▸ OBJECTIVE: Quote the lines of the material below word for word, starting at the line that contains "vanity as a single point per instance." and ending at the line that contains "Target: white painted column". Leave the pictures out of your answer.

▸ DATASET EXTRACT:
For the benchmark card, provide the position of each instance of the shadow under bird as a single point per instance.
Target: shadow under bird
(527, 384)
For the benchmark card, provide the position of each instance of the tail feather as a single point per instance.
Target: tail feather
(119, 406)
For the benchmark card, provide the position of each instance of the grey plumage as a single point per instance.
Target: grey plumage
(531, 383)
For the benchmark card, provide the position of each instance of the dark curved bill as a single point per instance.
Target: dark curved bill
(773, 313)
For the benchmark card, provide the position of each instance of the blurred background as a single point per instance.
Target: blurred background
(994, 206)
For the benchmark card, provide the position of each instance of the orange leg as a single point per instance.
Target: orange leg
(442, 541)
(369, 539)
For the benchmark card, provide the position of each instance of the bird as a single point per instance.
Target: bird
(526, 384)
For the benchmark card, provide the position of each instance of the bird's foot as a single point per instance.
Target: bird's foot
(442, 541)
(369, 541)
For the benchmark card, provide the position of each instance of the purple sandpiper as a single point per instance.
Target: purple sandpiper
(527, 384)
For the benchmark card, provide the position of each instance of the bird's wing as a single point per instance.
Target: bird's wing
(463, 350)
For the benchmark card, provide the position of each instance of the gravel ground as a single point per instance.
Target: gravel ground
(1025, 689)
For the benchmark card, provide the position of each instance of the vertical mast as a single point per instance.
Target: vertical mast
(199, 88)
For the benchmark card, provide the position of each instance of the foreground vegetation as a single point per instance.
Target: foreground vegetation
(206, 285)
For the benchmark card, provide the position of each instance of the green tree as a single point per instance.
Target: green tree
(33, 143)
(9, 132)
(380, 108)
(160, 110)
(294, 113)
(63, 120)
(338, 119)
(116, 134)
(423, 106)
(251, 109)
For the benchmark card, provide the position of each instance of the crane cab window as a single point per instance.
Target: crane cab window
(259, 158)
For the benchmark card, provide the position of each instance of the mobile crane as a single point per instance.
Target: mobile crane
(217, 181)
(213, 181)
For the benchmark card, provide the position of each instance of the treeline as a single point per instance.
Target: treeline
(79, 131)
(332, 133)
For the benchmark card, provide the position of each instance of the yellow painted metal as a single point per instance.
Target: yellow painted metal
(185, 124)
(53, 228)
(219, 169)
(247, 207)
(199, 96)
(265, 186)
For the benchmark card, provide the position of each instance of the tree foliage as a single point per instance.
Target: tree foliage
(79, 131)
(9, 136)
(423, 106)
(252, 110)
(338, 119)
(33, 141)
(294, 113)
---
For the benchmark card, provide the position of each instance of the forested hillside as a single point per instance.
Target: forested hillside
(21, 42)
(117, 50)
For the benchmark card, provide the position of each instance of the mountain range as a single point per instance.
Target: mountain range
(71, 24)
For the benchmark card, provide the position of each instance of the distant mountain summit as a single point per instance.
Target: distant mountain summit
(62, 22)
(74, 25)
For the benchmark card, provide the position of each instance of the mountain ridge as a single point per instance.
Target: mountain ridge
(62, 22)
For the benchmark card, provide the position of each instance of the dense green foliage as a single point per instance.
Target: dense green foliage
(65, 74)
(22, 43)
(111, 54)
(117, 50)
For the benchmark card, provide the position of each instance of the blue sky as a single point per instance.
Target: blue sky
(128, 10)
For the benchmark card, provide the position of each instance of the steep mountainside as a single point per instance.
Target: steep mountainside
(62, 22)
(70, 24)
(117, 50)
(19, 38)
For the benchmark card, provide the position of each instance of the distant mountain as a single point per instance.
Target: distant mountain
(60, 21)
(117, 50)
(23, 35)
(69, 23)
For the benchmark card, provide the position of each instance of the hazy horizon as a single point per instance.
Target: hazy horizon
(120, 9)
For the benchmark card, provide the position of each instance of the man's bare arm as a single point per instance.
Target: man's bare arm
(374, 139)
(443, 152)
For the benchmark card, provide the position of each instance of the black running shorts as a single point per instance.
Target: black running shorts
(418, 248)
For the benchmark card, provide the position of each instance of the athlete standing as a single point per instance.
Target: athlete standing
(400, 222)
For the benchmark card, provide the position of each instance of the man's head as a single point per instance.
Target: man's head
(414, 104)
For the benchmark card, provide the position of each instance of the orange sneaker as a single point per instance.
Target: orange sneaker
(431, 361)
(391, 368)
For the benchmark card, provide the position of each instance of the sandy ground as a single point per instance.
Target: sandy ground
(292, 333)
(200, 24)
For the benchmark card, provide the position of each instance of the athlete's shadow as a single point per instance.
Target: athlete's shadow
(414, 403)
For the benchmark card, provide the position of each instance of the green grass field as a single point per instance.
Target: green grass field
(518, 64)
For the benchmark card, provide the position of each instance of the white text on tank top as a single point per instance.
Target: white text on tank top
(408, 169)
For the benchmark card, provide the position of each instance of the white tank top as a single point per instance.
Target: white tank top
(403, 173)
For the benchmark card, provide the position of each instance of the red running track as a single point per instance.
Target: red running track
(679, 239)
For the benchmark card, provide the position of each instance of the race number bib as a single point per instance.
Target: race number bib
==
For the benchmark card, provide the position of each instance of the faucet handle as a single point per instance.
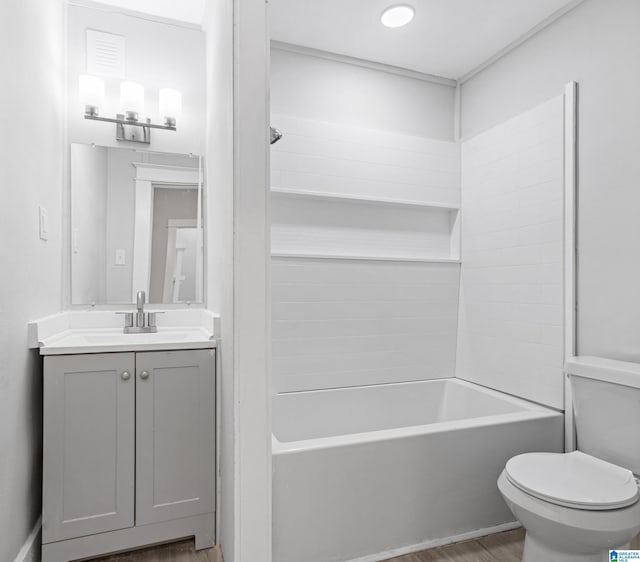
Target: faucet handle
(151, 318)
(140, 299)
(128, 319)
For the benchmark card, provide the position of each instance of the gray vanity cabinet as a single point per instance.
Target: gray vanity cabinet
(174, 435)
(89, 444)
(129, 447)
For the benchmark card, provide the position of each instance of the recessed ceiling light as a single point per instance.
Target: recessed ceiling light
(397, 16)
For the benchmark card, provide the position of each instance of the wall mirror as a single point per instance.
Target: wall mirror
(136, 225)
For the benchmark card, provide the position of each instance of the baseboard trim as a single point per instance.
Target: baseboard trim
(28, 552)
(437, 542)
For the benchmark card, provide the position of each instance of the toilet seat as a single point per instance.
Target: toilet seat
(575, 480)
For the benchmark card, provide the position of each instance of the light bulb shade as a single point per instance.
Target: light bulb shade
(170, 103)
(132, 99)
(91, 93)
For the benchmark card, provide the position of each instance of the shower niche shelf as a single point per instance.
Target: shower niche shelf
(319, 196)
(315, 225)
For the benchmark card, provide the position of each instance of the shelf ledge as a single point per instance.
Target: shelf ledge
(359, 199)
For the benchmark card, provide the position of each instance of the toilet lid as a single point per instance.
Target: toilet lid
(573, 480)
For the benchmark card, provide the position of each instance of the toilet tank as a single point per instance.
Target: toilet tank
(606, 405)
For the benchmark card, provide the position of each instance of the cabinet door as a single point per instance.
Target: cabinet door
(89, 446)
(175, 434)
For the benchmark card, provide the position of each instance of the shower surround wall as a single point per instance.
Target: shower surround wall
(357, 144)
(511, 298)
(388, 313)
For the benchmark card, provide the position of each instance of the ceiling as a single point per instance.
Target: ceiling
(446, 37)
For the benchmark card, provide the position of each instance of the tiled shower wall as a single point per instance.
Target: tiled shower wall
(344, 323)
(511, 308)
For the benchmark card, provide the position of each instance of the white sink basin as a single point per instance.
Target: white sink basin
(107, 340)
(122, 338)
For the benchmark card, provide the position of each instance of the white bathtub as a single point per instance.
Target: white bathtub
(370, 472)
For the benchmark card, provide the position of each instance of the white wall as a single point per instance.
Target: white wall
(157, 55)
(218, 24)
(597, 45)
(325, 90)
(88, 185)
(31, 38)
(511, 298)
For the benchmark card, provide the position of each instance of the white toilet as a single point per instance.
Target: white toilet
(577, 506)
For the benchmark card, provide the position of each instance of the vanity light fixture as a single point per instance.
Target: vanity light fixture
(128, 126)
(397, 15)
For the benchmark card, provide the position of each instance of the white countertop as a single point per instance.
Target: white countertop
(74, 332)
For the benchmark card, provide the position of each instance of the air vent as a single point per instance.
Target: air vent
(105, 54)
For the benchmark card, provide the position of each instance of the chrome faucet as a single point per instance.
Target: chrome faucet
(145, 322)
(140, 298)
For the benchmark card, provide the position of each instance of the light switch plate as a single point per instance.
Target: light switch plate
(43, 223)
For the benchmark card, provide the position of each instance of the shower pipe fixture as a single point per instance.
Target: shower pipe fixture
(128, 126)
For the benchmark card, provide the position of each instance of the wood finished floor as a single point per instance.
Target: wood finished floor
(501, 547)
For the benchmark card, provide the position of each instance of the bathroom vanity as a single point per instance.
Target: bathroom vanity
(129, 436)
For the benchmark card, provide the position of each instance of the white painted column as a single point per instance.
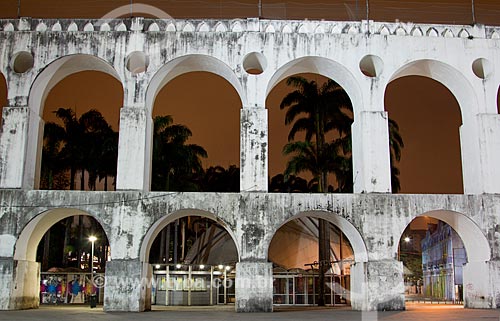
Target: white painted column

▸ SOLUTION TO THE EXERCISE:
For the benchmark card, provide the position of each instance of the bathroom vanity as a single point per instance.
Target: bathroom vanity
(129, 436)
For the benchmark card, provide the position of each instance of the white painted column as a single point per instance.
Target: white painted column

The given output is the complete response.